[Begin]

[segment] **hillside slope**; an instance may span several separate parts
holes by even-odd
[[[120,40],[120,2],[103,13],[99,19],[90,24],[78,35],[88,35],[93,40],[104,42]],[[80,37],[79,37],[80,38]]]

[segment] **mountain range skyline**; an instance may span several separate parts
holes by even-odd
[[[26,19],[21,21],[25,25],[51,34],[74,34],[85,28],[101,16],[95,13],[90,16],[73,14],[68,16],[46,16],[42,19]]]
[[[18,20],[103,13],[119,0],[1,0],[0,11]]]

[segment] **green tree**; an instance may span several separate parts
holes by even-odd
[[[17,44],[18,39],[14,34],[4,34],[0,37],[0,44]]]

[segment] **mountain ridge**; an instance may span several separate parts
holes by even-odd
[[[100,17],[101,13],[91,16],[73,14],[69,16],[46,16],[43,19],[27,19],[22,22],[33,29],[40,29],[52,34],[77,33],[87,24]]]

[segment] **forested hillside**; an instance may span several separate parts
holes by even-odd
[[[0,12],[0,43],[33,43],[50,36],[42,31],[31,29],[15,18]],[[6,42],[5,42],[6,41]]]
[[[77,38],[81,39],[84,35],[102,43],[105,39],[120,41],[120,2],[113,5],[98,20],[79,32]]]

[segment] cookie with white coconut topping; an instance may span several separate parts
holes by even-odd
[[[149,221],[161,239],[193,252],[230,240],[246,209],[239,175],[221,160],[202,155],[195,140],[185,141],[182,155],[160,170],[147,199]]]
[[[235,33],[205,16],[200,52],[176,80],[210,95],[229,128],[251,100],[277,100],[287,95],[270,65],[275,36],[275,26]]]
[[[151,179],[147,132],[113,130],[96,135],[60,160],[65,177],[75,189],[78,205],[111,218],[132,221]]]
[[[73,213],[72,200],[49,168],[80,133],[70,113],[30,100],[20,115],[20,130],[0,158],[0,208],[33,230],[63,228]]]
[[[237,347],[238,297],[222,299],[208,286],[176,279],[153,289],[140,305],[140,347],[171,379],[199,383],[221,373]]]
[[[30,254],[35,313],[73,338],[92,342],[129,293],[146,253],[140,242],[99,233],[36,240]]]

[End]

__Aim__
Exactly reproduce every line of the records.

__Response to the exercise__
[segment] **hillside slope**; an instance may span several separate parts
holes by even-odd
[[[120,40],[120,2],[103,13],[99,19],[90,24],[78,35],[88,35],[93,40],[104,42]],[[80,37],[79,37],[80,38]]]

[segment] **mountain range skyline**; an instance may span several separate parts
holes by even-odd
[[[26,19],[21,21],[25,25],[51,34],[74,34],[85,28],[101,16],[95,13],[90,16],[73,14],[68,16],[46,16],[42,19]]]
[[[18,20],[103,13],[119,0],[1,0],[0,11]]]

[segment] **green tree**; an instance may span several separate parts
holes by even-odd
[[[17,44],[18,39],[14,34],[4,34],[0,37],[0,44]]]

[segment] **mountain ridge**; an instance may span several separate parts
holes by even-odd
[[[100,17],[101,13],[91,16],[73,14],[69,16],[46,16],[43,19],[27,19],[22,22],[33,29],[40,29],[52,34],[77,33],[87,24]]]

[segment] **forested hillside**; an instance may span several separate parts
holes by even-odd
[[[0,12],[0,43],[33,43],[50,36],[42,31],[31,29],[15,18]],[[6,42],[5,42],[6,41]]]
[[[77,38],[81,39],[84,35],[102,43],[105,39],[120,41],[120,2],[113,5],[98,20],[79,32]]]

[segment] cookie with white coconut topping; an instance may span several separate parts
holes by even-odd
[[[149,221],[161,239],[193,252],[230,240],[246,209],[239,175],[221,160],[202,155],[195,140],[185,141],[182,155],[160,170],[147,199]]]
[[[235,33],[205,16],[200,52],[176,80],[210,95],[229,128],[251,100],[277,100],[287,95],[270,65],[275,36],[275,26]]]
[[[151,179],[147,132],[113,130],[96,135],[60,160],[65,177],[75,189],[78,205],[111,218],[132,221]]]
[[[73,213],[72,200],[49,168],[80,133],[70,113],[30,100],[20,115],[20,130],[0,158],[0,208],[33,230],[63,228]]]
[[[237,347],[238,297],[222,299],[208,286],[176,279],[153,289],[140,305],[140,347],[171,379],[199,383],[221,373]]]
[[[30,254],[35,313],[73,338],[92,342],[129,293],[146,253],[140,242],[99,233],[36,240]]]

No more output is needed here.